------ Listing ------

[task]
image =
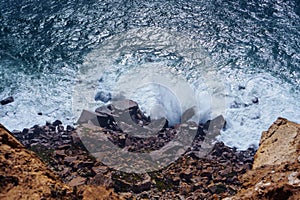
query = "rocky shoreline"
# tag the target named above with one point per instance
(198, 173)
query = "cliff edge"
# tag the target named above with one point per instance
(24, 176)
(276, 169)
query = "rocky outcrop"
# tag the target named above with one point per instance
(276, 168)
(24, 176)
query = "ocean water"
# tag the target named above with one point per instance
(239, 59)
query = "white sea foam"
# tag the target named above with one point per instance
(164, 84)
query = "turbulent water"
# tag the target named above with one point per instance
(239, 59)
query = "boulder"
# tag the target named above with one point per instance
(276, 168)
(24, 176)
(7, 100)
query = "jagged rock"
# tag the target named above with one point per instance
(281, 143)
(276, 168)
(77, 181)
(24, 175)
(7, 100)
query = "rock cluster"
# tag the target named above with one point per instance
(276, 168)
(210, 173)
(24, 176)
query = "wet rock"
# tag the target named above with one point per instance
(77, 181)
(7, 100)
(56, 123)
(103, 96)
(275, 170)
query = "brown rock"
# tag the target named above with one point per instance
(77, 181)
(281, 143)
(24, 176)
(98, 193)
(275, 173)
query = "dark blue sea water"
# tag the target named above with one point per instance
(48, 47)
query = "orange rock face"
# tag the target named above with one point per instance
(276, 169)
(24, 176)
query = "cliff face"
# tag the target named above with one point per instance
(276, 168)
(275, 173)
(24, 176)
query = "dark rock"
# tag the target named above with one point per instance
(70, 128)
(97, 119)
(60, 128)
(125, 104)
(187, 175)
(7, 100)
(56, 123)
(103, 96)
(241, 87)
(25, 131)
(188, 114)
(255, 100)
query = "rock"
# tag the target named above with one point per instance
(77, 181)
(98, 193)
(7, 100)
(275, 173)
(125, 105)
(56, 123)
(94, 118)
(103, 96)
(281, 143)
(24, 176)
(215, 126)
(188, 114)
(137, 183)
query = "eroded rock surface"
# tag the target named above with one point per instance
(276, 169)
(24, 176)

------

**Stated task:** Leave the pictures out and reproduce all of the records exactly.

**Written answer:**
[task]
image =
query = "rocky shoreline"
# tag the target named above with one point per instance
(198, 173)
query = "cliff edge"
# tag the target named above with one point per instance
(24, 176)
(276, 169)
query = "rocky outcrop"
# tag the target named above with one point per instance
(276, 168)
(24, 176)
query = "ocean water"
# tag the target named above with one point per instance
(239, 59)
query = "white sea foam"
# tag the target named above with one point per instance
(164, 84)
query = "turbulent water"
# tag the target named above with one point per instance
(239, 59)
query = "boulder"
# tag the target named above with one point per instance
(276, 168)
(24, 176)
(7, 100)
query = "jagged rock"
# tag the target named above with one point per instance
(281, 143)
(276, 168)
(77, 181)
(24, 175)
(7, 100)
query = "rock cluster"
# tag the target named above with one point per instance
(276, 168)
(210, 173)
(24, 176)
query = "wet rock"
# tag the target named above with one point per instance
(77, 181)
(7, 100)
(56, 123)
(103, 96)
(275, 170)
query = "brown rock"
# tag the target named above with one point per instance
(77, 181)
(281, 143)
(24, 176)
(98, 193)
(275, 173)
query = "dark blue sea water"
# tag the target named above with one point per instance
(48, 47)
query = "orange rock face"
# tag the target named above with one point per instance
(276, 169)
(24, 176)
query = "cliff face"
# tag the target named above with one point per instance
(276, 168)
(275, 173)
(24, 176)
query = "dark rock"
# tag the target named above with one point per instance
(70, 128)
(97, 119)
(60, 128)
(125, 104)
(187, 175)
(7, 100)
(56, 123)
(103, 96)
(241, 87)
(25, 131)
(188, 114)
(255, 100)
query = "rock"
# tag the target named above with one point per instance
(77, 181)
(98, 193)
(7, 100)
(275, 173)
(125, 105)
(56, 123)
(94, 118)
(103, 96)
(281, 143)
(24, 176)
(215, 126)
(188, 114)
(137, 183)
query = "eroded rock surface"
# tag the target named above with one point per instance
(276, 169)
(24, 176)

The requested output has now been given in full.